[Region pointing data]
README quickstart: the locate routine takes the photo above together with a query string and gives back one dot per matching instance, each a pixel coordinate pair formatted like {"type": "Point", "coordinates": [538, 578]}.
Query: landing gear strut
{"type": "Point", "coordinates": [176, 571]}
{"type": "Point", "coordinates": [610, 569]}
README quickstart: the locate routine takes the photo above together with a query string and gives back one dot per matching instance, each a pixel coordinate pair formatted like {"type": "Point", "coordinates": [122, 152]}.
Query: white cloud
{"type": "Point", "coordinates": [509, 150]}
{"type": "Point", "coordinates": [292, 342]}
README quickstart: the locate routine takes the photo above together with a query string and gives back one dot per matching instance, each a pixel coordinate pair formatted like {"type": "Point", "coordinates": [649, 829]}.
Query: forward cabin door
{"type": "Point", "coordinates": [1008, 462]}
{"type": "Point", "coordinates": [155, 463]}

◆ REQUIRED WORK
Set the entries down again, unchanged and complete.

◆ OUTPUT BELOW
README quickstart: the locate routine takes the photo above together with a query string and gives back one dot per matching instance, each a pixel coordinate pair formatted like {"type": "Point", "coordinates": [538, 578]}.
Query: landing gear strut
{"type": "Point", "coordinates": [176, 571]}
{"type": "Point", "coordinates": [610, 569]}
README quickstart: the locate routine takes the photo above together with a query string and gives back one dot per matching instance, each a pixel coordinate pair formatted like {"type": "Point", "coordinates": [122, 152]}.
Query: white cloud
{"type": "Point", "coordinates": [509, 150]}
{"type": "Point", "coordinates": [292, 342]}
README quickstart: the locate routine takes the photo above together with a query string and gives back one dot per matching instance, each a pixel coordinate pair formatted like {"type": "Point", "coordinates": [649, 829]}.
Query: forward cabin door
{"type": "Point", "coordinates": [1008, 462]}
{"type": "Point", "coordinates": [155, 463]}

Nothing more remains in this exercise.